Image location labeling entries

········

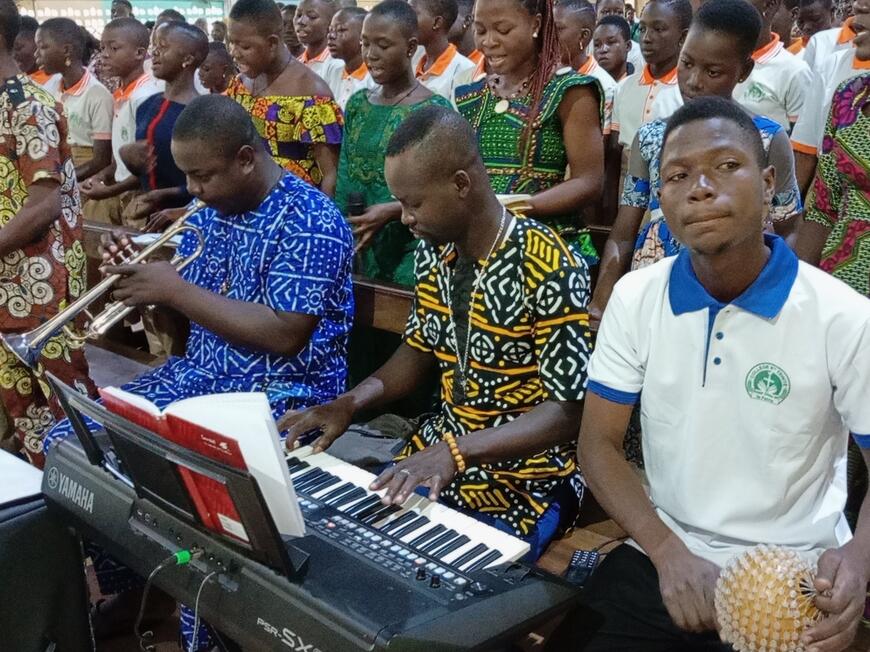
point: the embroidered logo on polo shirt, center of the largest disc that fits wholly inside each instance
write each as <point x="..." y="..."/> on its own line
<point x="767" y="382"/>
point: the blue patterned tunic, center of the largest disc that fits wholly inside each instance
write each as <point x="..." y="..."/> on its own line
<point x="292" y="254"/>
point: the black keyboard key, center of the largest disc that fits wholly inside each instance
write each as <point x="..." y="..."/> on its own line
<point x="428" y="535"/>
<point x="374" y="513"/>
<point x="439" y="541"/>
<point x="474" y="553"/>
<point x="381" y="514"/>
<point x="483" y="562"/>
<point x="349" y="497"/>
<point x="353" y="510"/>
<point x="454" y="545"/>
<point x="338" y="491"/>
<point x="321" y="484"/>
<point x="407" y="517"/>
<point x="307" y="477"/>
<point x="294" y="464"/>
<point x="417" y="523"/>
<point x="316" y="481"/>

········

◆ OBJECTIVE ◆
Format the entries from the line containing "point: the black" through the end of the entries as a two-column CSV with the columns entry and answer. Give one row for each entry, put its text and its answer each in a single quoted field, and replace line breaks with spaces.

◆ CORRECT OUTPUT ◆
entry,answer
"point: the black keyboard key, center of the largest disc that fits wholly inside each instance write each as <point x=""..."" y=""...""/> on its own line","<point x=""428"" y=""535""/> <point x=""374"" y=""513""/> <point x=""439"" y=""541""/> <point x=""474"" y=""553""/> <point x=""381"" y=""514""/> <point x=""483"" y=""562""/> <point x=""349"" y=""497""/> <point x=""353"" y=""510""/> <point x=""454"" y=""545""/> <point x=""338"" y=""491""/> <point x=""321"" y=""484""/> <point x=""407"" y=""517""/> <point x=""307"" y=""477""/> <point x=""294"" y=""464""/> <point x=""417"" y=""523""/> <point x=""316"" y=""481""/>"